REQUEST A
Tally the lines of the records below that contain the string "waterfall", matching case exactly, and reply with the number alone.
* begin SOURCE PASSAGE *
About this Blog
The crisis in the global economy is a crisis of imbalances. The fundamental imbalance is that between global supply and global demand, with global demand limited by the income and purchasing power of the individuals who comprise the world’s population. This imbalance developed when governments began “creating” money after the United States destroyed the Bretton Woods international monetary system in which money had been backed by gold. When the link between money and gold was broken, an explosion of credit brought about an unprecedented expansion of industrial capacity around the world. For decades an equally astounding growth in consumer credit permitted the surging industrial capacity to be absorbed. In 2008, however, consumers buckled under their debt, defaulted and were cut off from additional credit. Between 2008 and 2010, governments succeeded in absorbing global excess capacity by borrowing, creating and spending the equivalent of trillions of dollars. Should governments fail to continue to plug that gap, global supply will contract in a downward spiral of bank failures, factory closures, job destruction and deflation in a process replicating the Great Depression.
Only within this context of the imbalance between global supply and global demand can this crisis, the worldwide policy response to it, and the forces driving the relative value of all asset classes be understood. This blog will build a comprehensive framework for understanding the imbalances that have brought the world to the brink of a New Great Depression. It is my belief that understanding will lead to reform and that reform will deliver sustainable prosperity.
Below please find an outline of the topics to be addressed in this blog.
THE GLOBAL ECONOMIC CRISIS: PAST, PRESENT AND FUTURE
I The Past: Abandoned principles and misguided policies
- Unbalanced Budgets
- The End of Sound Money
- Promoting Trade with no concern for the balance of trade
- Financial Sector Deregulation
- Economic Management through bubble creation.
* end SOURCE PASSAGE *
* begin MATERIAL SHOWN *
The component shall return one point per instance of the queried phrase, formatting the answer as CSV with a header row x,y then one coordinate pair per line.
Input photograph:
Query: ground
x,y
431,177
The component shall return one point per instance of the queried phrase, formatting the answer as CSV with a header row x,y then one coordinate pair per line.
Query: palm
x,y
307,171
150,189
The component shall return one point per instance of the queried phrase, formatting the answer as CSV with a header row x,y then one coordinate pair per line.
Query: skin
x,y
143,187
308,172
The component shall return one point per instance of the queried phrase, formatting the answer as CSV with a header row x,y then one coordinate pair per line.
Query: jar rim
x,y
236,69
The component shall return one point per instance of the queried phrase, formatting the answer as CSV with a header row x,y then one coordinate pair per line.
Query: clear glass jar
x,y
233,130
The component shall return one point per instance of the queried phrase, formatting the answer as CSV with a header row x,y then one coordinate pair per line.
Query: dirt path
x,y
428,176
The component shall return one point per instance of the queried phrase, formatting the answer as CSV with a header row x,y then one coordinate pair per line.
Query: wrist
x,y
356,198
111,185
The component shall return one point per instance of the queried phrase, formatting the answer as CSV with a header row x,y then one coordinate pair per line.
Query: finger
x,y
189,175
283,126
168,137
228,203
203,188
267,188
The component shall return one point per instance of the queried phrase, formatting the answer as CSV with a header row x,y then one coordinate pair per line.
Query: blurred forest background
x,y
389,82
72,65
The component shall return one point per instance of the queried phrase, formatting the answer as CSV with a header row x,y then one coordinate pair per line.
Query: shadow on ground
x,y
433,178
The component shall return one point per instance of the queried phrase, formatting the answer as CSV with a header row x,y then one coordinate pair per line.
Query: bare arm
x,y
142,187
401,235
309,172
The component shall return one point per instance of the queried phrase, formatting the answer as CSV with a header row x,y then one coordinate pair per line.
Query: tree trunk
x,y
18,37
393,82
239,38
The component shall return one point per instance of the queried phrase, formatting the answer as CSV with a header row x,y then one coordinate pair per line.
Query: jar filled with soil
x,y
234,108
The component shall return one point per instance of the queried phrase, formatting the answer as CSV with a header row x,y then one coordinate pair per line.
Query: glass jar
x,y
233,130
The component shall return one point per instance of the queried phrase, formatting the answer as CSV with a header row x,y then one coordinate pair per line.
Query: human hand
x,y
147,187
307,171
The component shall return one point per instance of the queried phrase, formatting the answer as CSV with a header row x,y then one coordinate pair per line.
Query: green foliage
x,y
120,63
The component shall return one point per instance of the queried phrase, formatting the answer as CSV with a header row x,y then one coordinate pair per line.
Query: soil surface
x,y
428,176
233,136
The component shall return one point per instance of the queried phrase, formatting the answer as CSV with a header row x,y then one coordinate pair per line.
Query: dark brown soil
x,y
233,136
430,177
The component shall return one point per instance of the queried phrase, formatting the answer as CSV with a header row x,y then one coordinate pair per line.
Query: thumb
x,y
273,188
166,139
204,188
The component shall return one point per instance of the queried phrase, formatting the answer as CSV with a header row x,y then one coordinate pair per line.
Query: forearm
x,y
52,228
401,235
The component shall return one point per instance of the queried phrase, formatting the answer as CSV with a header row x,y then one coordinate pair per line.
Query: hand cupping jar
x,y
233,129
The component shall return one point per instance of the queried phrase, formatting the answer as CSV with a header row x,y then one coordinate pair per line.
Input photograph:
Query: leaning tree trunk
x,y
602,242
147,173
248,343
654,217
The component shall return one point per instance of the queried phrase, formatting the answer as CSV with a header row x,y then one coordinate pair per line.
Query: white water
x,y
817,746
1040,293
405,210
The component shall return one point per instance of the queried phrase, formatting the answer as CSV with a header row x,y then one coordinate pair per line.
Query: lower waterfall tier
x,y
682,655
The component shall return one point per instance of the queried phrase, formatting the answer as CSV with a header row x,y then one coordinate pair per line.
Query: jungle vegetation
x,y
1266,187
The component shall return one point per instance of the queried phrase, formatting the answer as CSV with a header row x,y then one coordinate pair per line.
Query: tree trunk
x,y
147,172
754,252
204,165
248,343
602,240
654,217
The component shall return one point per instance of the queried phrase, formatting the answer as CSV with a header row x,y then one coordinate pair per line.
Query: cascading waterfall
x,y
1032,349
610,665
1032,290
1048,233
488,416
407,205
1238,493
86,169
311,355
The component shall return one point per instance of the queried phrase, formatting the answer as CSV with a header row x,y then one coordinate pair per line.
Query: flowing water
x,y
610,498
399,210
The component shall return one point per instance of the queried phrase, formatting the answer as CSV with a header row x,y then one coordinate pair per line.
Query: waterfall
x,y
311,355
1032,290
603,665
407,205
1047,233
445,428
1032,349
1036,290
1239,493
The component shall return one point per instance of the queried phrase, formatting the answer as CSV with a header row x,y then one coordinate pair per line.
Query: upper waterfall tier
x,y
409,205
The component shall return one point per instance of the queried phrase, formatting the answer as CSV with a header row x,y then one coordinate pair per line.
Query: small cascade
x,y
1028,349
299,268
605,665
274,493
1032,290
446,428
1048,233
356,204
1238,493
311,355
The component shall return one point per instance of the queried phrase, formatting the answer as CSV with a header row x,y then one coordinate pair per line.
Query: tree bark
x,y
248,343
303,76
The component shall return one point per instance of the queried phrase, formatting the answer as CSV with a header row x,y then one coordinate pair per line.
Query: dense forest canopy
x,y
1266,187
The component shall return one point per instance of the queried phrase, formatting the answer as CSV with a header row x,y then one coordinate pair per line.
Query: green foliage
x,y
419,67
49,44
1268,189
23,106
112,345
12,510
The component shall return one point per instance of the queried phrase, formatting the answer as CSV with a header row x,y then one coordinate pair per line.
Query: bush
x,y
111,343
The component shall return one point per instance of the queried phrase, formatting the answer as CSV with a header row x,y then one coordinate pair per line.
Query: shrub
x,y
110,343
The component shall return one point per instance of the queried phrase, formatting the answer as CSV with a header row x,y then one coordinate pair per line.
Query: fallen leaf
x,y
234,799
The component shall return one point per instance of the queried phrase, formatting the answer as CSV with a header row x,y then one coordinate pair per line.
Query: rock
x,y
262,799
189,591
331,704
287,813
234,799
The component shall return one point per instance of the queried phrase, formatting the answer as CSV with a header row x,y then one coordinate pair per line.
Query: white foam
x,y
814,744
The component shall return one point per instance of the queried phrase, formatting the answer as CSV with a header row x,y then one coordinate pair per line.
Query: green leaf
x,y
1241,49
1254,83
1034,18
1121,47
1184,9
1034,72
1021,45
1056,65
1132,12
* end MATERIAL SHOWN *
REQUEST B
Write out the stretch of the blog introduction from "THE GLOBAL ECONOMIC" through "through bubble creation.", word for word.

EXPECTED OUTPUT A
4

EXPECTED OUTPUT B
THE GLOBAL ECONOMIC CRISIS: PAST, PRESENT AND FUTURE
I The Past: Abandoned principles and misguided policies
- Unbalanced Budgets
- The End of Sound Money
- Promoting Trade with no concern for the balance of trade
- Financial Sector Deregulation
- Economic Management through bubble creation.